== SOURCE RECORDS ==

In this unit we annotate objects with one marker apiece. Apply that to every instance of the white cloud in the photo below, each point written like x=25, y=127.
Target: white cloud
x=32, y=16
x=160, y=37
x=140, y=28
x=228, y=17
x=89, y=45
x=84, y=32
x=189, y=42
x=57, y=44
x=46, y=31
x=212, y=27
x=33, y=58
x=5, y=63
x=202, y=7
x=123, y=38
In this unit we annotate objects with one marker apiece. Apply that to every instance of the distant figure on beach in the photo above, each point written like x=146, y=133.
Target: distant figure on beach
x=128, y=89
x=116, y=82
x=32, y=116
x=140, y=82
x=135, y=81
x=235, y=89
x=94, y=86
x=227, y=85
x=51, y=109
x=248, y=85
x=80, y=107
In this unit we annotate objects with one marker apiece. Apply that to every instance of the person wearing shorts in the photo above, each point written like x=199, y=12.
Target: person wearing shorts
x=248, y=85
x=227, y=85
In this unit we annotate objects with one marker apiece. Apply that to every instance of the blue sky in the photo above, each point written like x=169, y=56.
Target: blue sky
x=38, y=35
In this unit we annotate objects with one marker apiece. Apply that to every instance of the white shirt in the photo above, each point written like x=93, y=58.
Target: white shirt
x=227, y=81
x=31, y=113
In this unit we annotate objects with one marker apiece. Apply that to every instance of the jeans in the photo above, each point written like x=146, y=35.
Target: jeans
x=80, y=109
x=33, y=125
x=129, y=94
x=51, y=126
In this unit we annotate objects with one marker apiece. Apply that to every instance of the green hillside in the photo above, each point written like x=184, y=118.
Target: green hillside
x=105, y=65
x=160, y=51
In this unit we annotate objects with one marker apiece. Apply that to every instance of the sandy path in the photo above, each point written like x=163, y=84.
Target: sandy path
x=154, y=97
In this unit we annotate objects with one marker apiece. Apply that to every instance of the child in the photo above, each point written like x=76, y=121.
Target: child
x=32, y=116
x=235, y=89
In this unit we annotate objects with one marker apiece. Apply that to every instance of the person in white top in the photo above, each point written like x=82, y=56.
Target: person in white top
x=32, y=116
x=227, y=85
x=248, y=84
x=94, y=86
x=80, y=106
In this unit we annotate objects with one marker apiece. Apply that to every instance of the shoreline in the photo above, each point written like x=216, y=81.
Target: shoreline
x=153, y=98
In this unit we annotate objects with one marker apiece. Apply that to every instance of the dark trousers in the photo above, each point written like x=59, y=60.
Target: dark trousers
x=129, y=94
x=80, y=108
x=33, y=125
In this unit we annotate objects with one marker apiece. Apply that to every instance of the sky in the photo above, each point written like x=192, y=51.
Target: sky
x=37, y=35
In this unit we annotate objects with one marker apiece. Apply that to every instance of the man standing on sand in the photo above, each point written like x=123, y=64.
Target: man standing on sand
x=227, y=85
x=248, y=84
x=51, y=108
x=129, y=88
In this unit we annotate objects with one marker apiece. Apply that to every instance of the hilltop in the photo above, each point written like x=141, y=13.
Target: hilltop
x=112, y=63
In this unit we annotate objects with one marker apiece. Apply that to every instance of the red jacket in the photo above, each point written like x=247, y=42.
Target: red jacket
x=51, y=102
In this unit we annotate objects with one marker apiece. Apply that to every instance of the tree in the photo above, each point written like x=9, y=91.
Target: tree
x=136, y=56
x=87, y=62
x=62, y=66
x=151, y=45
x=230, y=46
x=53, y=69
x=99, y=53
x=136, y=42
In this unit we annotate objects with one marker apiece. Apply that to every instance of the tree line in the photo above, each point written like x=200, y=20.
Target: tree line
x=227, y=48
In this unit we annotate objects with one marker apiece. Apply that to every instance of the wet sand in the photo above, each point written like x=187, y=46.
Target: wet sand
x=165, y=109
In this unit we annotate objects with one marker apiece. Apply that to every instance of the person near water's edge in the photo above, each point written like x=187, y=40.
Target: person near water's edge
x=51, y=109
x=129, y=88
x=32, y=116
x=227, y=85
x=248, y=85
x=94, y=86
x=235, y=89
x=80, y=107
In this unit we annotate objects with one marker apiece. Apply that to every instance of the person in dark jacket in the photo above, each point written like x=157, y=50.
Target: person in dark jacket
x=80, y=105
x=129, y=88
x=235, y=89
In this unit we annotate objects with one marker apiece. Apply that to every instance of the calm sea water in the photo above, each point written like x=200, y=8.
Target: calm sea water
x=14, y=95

== YOUR TASK ==
Retype, exactly as written, each line from the one that has "Target: tree line" to the bottom of the entries above, and include both of those lines.

== THE ANSWER ==
Target: tree line
x=227, y=48
In this unit we annotate objects with one marker apiece. Apply that to every instance of the wet sand in the photo above, each point written like x=187, y=46.
Target: wet sand
x=165, y=109
In this unit we annotate objects with one marker apiece. Apply that to every instance of the person near water's edge in the photo above, each point written like x=187, y=40.
Target: person near water's edge
x=51, y=109
x=129, y=88
x=32, y=116
x=227, y=85
x=248, y=85
x=94, y=86
x=235, y=89
x=80, y=107
In this unit we annotate objects with one marker apiece. Apply that to every instance of the person in dark jacket in the photo above, each point written like x=157, y=50.
Target: person in dark jacket
x=80, y=105
x=129, y=88
x=235, y=89
In this unit we annotate objects with one marker apiece. Apply that to every instance of the calm sea water in the photo above, each point written like x=200, y=8.
Target: calm sea water
x=14, y=95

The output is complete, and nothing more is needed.